> Supplied information:
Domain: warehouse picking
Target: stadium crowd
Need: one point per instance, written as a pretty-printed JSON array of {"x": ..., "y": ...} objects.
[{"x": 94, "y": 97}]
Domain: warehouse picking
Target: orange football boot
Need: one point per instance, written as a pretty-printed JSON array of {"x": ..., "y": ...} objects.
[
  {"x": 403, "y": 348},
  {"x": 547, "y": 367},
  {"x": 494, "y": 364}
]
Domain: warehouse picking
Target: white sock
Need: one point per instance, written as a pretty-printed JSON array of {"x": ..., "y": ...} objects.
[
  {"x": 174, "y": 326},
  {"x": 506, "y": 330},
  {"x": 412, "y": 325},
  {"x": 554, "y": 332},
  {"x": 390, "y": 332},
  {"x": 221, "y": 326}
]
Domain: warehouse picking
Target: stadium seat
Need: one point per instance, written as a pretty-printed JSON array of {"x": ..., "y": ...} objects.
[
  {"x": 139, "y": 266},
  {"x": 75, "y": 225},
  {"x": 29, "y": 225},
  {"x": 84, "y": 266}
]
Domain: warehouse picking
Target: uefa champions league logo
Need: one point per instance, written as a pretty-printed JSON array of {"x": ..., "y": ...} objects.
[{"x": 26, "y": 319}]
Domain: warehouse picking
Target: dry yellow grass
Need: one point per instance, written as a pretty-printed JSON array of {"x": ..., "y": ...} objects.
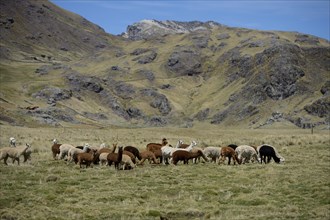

> Given exercise:
Rewrite all of the rows above, changing "warehouse picking" to "soccer match photos" everywhere and keeping everything else the same, and leave the picture out of your answer.

> Full solution:
Domain: soccer match photos
Target: stadium crowd
Need: one point per instance, written as a pretty-printed JSON array of {"x": ..., "y": ...} objects.
[{"x": 94, "y": 97}]
Domain: soccer match photos
Target: orange football boot
Need: one point per instance, written as a pretty-printed JSON array of {"x": ..., "y": ...} objects.
[
  {"x": 403, "y": 348},
  {"x": 547, "y": 367},
  {"x": 494, "y": 364}
]
Domain: soccer match photos
Target: white sock
Need: one point per instance, written as a pretty-printed JSON array of {"x": ..., "y": ...} objects.
[
  {"x": 174, "y": 326},
  {"x": 506, "y": 330},
  {"x": 412, "y": 325},
  {"x": 554, "y": 332},
  {"x": 390, "y": 332},
  {"x": 221, "y": 326}
]
Domain: soccer match photos
Target: stadium seat
Need: one point per instance, written as a pretty-printed JSON array of {"x": ..., "y": ...} objects.
[
  {"x": 139, "y": 266},
  {"x": 75, "y": 225},
  {"x": 29, "y": 225},
  {"x": 84, "y": 266}
]
Domain: soccer match photos
Target: uefa champions league logo
Need: one point per instance, written as a pretty-printed JSON array of {"x": ..., "y": ...} objects.
[{"x": 26, "y": 319}]
Domain: soccer match photos
Target: dry yellow grass
Need: one point per instance, written as a pretty-printed JSON array of {"x": ..., "y": ...} objects.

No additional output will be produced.